• [The input]:
---

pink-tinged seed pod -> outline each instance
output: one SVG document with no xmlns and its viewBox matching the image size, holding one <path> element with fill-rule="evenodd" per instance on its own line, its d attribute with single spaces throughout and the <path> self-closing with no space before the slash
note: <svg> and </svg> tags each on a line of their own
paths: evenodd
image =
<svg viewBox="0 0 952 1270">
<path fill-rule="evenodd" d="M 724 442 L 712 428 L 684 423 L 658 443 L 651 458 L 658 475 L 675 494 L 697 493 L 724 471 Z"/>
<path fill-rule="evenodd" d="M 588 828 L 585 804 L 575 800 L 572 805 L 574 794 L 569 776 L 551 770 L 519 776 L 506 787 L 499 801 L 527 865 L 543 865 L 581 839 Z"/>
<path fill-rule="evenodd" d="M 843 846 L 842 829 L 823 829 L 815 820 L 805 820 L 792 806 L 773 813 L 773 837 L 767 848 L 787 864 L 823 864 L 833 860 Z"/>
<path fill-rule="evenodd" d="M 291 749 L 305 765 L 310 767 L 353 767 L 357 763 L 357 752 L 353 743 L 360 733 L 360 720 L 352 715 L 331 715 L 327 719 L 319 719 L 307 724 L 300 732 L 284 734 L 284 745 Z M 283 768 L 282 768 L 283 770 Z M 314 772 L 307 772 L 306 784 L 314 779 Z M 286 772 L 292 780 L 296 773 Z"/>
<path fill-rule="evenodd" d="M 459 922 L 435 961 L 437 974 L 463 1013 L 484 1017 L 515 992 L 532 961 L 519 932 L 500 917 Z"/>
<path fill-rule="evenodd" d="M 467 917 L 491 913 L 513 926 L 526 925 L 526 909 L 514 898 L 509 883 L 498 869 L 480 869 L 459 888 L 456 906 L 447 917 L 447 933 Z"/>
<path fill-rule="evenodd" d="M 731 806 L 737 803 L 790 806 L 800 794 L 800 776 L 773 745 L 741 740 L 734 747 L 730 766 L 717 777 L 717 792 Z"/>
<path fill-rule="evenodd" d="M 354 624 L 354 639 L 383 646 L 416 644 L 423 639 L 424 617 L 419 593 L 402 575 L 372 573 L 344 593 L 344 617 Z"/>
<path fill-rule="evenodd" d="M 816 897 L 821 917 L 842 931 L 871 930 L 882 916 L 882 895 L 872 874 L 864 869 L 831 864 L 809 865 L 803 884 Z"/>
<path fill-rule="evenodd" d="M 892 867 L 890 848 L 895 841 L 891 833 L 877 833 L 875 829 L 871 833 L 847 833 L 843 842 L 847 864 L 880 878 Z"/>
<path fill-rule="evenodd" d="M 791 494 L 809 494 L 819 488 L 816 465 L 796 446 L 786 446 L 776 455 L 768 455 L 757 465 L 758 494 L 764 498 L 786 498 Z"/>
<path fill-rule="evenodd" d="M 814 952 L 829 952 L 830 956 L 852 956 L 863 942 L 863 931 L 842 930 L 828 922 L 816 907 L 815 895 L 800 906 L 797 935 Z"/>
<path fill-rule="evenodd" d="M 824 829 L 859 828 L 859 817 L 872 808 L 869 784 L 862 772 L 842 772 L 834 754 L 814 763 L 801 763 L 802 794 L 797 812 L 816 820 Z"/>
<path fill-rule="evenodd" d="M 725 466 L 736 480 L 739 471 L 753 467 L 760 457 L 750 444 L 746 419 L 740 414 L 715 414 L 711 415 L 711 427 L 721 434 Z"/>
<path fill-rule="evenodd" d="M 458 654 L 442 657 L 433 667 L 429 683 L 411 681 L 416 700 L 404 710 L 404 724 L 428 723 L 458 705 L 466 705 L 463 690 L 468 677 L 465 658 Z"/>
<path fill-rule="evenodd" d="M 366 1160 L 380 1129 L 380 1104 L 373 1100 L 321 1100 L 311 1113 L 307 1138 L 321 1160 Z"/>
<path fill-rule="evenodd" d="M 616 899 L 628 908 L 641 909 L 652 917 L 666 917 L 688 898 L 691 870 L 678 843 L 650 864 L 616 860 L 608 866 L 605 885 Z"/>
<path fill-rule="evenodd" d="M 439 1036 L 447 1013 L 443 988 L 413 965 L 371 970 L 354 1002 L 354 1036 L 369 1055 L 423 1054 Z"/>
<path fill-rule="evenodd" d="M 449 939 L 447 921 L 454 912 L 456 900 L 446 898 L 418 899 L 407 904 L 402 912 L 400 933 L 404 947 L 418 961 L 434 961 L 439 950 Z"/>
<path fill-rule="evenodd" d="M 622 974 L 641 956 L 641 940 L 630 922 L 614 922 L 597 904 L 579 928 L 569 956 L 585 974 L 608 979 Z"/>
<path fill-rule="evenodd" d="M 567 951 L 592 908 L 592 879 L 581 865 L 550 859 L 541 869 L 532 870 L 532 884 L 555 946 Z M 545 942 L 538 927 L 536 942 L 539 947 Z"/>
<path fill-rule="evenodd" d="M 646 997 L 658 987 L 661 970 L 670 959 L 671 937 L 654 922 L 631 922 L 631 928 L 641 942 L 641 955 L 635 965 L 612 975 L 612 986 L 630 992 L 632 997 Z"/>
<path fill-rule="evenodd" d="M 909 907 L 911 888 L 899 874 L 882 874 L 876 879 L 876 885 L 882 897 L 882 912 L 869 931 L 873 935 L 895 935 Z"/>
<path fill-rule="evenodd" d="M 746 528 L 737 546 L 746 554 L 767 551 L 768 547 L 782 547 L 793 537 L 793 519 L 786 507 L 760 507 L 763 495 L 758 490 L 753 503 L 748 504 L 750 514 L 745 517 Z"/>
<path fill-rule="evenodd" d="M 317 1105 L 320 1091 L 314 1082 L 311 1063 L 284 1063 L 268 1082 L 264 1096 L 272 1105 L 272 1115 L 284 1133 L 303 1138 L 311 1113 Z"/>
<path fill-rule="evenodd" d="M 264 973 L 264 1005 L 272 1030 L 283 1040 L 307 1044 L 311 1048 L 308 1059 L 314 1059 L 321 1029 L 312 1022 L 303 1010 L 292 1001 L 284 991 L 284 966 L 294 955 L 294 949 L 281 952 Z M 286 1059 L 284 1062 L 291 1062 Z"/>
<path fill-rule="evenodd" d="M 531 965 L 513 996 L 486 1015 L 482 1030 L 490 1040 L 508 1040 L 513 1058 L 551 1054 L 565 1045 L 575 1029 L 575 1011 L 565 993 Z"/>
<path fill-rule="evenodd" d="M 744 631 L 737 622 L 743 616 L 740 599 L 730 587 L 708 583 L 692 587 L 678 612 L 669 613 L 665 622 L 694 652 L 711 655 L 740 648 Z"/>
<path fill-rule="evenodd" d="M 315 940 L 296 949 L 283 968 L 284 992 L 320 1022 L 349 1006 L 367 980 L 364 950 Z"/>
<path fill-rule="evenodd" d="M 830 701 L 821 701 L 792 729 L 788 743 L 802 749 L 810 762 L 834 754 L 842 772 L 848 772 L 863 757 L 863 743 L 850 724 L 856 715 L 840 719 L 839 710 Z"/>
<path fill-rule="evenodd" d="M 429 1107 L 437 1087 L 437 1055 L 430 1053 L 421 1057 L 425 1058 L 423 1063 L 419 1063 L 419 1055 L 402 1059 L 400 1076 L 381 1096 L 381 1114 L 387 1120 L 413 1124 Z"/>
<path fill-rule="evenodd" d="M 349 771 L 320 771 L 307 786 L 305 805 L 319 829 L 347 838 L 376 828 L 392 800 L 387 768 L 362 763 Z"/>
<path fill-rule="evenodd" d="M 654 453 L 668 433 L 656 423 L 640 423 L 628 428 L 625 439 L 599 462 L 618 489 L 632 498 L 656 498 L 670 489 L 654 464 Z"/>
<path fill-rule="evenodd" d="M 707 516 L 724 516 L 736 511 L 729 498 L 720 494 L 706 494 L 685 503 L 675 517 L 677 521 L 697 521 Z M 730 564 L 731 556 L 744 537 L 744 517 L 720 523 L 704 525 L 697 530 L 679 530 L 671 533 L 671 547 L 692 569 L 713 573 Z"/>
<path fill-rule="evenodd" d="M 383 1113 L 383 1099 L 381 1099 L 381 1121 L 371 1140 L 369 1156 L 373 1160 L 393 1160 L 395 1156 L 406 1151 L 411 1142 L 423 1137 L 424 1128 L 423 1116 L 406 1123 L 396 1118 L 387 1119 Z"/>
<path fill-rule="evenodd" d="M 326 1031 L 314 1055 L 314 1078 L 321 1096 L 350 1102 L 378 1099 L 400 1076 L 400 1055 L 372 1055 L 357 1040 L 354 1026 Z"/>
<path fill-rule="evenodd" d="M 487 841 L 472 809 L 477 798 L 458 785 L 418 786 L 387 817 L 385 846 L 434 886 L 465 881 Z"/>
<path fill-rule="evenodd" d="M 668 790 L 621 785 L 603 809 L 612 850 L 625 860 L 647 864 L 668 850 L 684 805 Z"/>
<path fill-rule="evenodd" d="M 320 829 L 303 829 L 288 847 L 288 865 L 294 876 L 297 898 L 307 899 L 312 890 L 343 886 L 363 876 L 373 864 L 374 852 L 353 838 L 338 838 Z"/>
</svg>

---

• [Written task]:
Please repeat the records above from the very first line down through the line containing "note: <svg> and", copying each line character for character.

• [Written answer]:
pink-tinged seed pod -> outline each instance
output: one SVG document with no xmlns and its viewBox matching the image size, holding one <path> element with fill-rule="evenodd" per instance on its own line, its d attribute with single spaces throughout and the <path> self-closing with no space before the slash
note: <svg> and </svg> tags each on a line of their own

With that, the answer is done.